What is needed =>
Update the material below by replacing every occurrence of "yoga mat" with "exercise mat", keeping all other text unchanged.

-- start --

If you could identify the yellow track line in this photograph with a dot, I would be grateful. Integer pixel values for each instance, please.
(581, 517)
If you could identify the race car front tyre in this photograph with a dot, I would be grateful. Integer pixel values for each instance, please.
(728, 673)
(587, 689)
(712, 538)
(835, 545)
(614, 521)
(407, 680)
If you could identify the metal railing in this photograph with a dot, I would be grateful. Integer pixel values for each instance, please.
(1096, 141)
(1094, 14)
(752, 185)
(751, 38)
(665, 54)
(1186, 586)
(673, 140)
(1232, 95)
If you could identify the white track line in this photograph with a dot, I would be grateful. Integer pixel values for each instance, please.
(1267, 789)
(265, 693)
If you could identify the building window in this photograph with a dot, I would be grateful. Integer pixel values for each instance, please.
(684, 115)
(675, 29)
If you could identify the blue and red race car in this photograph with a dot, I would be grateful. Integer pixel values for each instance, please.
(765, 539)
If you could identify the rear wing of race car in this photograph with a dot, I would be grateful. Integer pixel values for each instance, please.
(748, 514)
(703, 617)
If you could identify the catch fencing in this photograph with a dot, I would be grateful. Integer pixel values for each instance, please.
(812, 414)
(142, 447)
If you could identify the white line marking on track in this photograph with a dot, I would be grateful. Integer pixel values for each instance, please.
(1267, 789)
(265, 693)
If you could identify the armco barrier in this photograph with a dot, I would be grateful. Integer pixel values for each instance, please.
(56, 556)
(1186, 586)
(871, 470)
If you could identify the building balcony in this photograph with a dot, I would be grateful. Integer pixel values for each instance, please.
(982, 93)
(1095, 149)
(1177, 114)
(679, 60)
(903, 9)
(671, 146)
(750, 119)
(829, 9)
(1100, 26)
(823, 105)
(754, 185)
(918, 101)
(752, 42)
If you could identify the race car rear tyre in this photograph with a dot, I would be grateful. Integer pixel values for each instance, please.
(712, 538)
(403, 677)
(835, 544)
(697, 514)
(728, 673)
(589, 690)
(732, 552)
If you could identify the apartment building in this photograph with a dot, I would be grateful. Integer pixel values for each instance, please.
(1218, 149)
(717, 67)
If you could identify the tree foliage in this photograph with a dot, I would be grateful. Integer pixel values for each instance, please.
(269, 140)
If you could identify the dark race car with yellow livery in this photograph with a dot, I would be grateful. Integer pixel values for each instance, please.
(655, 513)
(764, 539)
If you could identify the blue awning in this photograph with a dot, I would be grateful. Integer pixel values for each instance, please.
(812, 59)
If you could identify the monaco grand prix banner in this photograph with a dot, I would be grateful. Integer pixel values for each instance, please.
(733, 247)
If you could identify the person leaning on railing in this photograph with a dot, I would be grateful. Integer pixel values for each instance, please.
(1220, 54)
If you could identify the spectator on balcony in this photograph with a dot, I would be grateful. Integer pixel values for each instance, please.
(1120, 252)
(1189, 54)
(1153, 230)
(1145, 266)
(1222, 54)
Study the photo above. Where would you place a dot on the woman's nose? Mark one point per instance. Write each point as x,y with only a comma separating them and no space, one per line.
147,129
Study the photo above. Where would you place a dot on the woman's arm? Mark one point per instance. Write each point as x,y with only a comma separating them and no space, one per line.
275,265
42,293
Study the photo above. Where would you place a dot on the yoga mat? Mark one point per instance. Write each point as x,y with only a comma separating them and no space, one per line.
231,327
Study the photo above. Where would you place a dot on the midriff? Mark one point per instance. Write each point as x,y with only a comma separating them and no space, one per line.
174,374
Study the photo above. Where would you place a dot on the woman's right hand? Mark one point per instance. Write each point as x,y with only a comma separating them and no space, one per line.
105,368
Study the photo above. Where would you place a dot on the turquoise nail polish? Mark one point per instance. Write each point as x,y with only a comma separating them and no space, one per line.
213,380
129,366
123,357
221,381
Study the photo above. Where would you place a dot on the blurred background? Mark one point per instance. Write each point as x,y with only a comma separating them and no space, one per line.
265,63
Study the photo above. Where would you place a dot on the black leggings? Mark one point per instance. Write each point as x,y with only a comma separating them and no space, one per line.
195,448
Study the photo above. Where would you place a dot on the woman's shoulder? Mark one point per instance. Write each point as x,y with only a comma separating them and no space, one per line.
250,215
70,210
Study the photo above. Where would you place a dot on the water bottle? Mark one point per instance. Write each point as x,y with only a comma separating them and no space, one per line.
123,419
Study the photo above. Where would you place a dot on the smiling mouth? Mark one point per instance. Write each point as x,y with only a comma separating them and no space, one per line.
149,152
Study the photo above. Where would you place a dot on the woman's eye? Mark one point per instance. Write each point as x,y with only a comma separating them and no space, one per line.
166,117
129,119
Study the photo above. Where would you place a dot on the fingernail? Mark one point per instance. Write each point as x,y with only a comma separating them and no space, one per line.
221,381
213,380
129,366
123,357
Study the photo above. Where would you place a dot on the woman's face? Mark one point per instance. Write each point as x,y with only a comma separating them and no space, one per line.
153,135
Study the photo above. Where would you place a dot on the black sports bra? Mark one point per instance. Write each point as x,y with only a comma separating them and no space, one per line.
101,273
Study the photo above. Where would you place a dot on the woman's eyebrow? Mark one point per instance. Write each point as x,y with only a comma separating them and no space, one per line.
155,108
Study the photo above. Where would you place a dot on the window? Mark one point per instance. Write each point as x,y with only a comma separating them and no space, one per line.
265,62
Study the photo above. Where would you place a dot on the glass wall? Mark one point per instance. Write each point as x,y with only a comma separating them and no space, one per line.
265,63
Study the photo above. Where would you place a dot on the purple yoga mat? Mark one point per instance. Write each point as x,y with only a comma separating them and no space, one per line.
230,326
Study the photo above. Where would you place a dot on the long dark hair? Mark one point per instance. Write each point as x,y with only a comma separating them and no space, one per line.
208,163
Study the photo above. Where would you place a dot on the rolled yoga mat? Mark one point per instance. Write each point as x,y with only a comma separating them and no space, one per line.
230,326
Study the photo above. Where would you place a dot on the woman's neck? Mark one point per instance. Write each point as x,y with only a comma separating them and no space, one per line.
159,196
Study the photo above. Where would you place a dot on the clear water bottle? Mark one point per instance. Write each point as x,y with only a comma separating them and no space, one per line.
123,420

-- end --

Written response =>
If you could identify the yellow track line in this photograph with a dot, I would be grateful. Integer pixel values for each instance, please.
(581, 517)
If you could identify the race car front tyre in this photograph with a dot, I would be grateful. Integer pixel values for each instance, please.
(728, 673)
(587, 689)
(712, 538)
(835, 545)
(614, 521)
(407, 680)
If you could identify the metal railing in this photograph with a dot, I would be grateful. Integer pixel values for each instance, please.
(1096, 141)
(1094, 14)
(752, 185)
(751, 38)
(665, 54)
(1186, 586)
(673, 140)
(1232, 95)
If you could identify the white track line in this photograph with a dot, I would be grateful. Integer pixel values for each instance, please.
(1267, 789)
(265, 693)
If you could identify the building window in this photograph with a dot, I would be grateful. Integer pixel values for each instance, please.
(684, 115)
(675, 29)
If you could identify the blue and red race car in this photograph with a dot, I would be grateful. Integer pixel values for each instance, please.
(765, 539)
If you could identify the rear wing of race car in this photograph with a dot, I would be grateful. Integer pixel values for each instance, please.
(748, 514)
(703, 617)
If you could identify the catch fencing in this photograph with a dot, I would be grateful. Integer pixel values for each instance, please.
(812, 414)
(142, 447)
If you could identify the white line marking on track in this photograph with a dot, I would be grateful. Integer pixel values for each instance, please.
(1267, 789)
(265, 693)
If you could identify the armco barrier in this photograph with a dot, I would be grateful. Integer pixel values for each instance, please.
(56, 556)
(1186, 586)
(871, 470)
If you could identify the building balcony in this photograph with a dot, I would be grateful. Integer pixel values for each instance, please.
(982, 93)
(1095, 149)
(1177, 114)
(679, 60)
(903, 9)
(671, 146)
(750, 119)
(829, 9)
(1100, 26)
(823, 105)
(754, 185)
(918, 101)
(752, 42)
If you could identify the race car rear tyre in this photograph with a dot, I would be grateful. Integer pixel values for each instance, please.
(712, 538)
(403, 677)
(835, 544)
(697, 514)
(728, 673)
(589, 690)
(732, 552)
If you could identify the apartment building in this photograph with a dot, I would be grateful. Integer pixel values for each instance, please.
(1218, 149)
(717, 67)
If you could identify the tree foliage in this photograph with a dot, I would be grateful. Integer pixel values for each instance, please.
(269, 140)
If you could identify the dark race car with yellow livery in this photograph with a dot, I would be grateful. Integer pixel values for each instance, please.
(655, 513)
(764, 539)
If you could identify the blue awning in this photograph with a dot, I would be grateful. Integer pixel values for each instance, please.
(812, 59)
If you could identify the monaco grand prix banner in this photograph with a dot, I would be grateful. Integer pixel values for each instance, please.
(733, 247)
If you could identify the person leaning on railing in this photograph with a dot, I would be grateful. Integer pixel values for each instance, please.
(1220, 54)
If you could identify the spectator on balcony in this photograph with a dot, I would be grateful. Integer pixel values for each instance, please.
(1120, 252)
(1189, 54)
(1153, 230)
(1145, 266)
(1222, 54)
Study the photo above. Where would you place a dot on the woman's nose? Mark one point per instance. Write each point as x,y with only a comma separating them and no space, one per line.
147,129
Study the photo above. Where would you place a dot on the woman's arm? Mark one point per instance. Write each point as x,y with only a comma separating them and no space, one per line.
275,265
42,293
Study the photo above. Where would you place a dot on the exercise mat? Mark one point per instance. Write each point as x,y with only a comma separating them and no space, one per line.
231,327
Study the photo above. Where would you place a dot on the midriff? Mark one point per instance. Write each point as x,y with only a comma separating them and no space, one per line.
174,374
Study the photo above. Where would you place a dot on the woman's right hand? Mark one point per instance. Write each point as x,y with only a comma separating them and no space, one per line.
105,368
Study the photo above. Where would you place a dot on the turquoise nail polish? Mark one point per instance. Write each point as x,y with only a comma separating them and no space, one per line.
213,380
129,366
123,357
221,381
Study the photo above. Where would you place a dot on the blurred background? Mark one point per instance. Write each point as x,y with only a comma separating them and no space, one per line.
265,63
Study the photo above. Where would you place a dot on the black leggings? Mark one point per instance. Write each point as x,y with only a comma separating them and no space, one per line.
195,448
Study the photo above. Where would you place a dot on the woman's shoulder? Mark one point per instance. Write each point as x,y with only a comma separating them and no space, one per line.
250,215
70,210
Study the photo above. Where would you place a dot on the water bottle? Mark one point per instance. Write each point as x,y with only a comma separating them and no space, one per line.
123,419
Study the photo above. Where would you place a dot on the smiling mouth? Mark one point per instance. Write each point as x,y with only a comma separating them and no space, one per line.
149,152
Study the photo above. Where would you place a dot on the woman's eye? Mark one point per instance. Write each point as x,y with only a comma separating them and no space, one per line.
166,117
129,119
Study the photo above. Where would you place a dot on the fingernail? Mark one point per instance. Write each point as x,y with only a comma separating them and no space, one per line.
221,381
213,380
129,366
123,357
Study the photo above. Where would you place a dot on the woman's face? Mark one point per instance. Write each point as x,y with only a comma separating them and no space, one per line.
153,135
Study the photo above. Where would you place a dot on the black sports bra? Mark one point per instance. Write each point as x,y with only a comma separating them and no space, one per line.
101,273
Study the photo above. Where would you place a dot on the woman's eyebrow? Mark one point per instance. Write each point as x,y with only a comma separating them and no space, one per line.
155,108
Study the photo above. Where would you place a dot on the window? Mark one point per instance. Write each point as x,y with only a comma separating them and no space, one per line.
265,62
Study the photo above. Where would you place a dot on the glass wall? Mark one point per instance. Write each point as x,y with only a comma separating them and no space, one per line.
265,63
Study the photo above. Where would you place a dot on the purple exercise mat? Mark one point per instance. Write each point as x,y with only a comma separating them and no space, one per line.
230,326
Study the photo above. Where would you place a dot on the long dark hair? Mark one point per instance. Write each point as x,y with only a comma separating them and no space, one per line.
208,163
Study the photo above. Where would you place a dot on the rolled exercise mat? Mark one point per instance. Write each point as x,y with only a comma separating them and no space, one per line.
230,326
Study the photo above. Where would you place a dot on the woman's neck? Mark one point per instance. Write each point as x,y with only a comma separating them and no space, one per line.
159,196
Study the photo above. Where would you place a dot on the clear water bottle? Mark one point per instance. Write each point as x,y with only a comma separating them and no space, one per line.
123,420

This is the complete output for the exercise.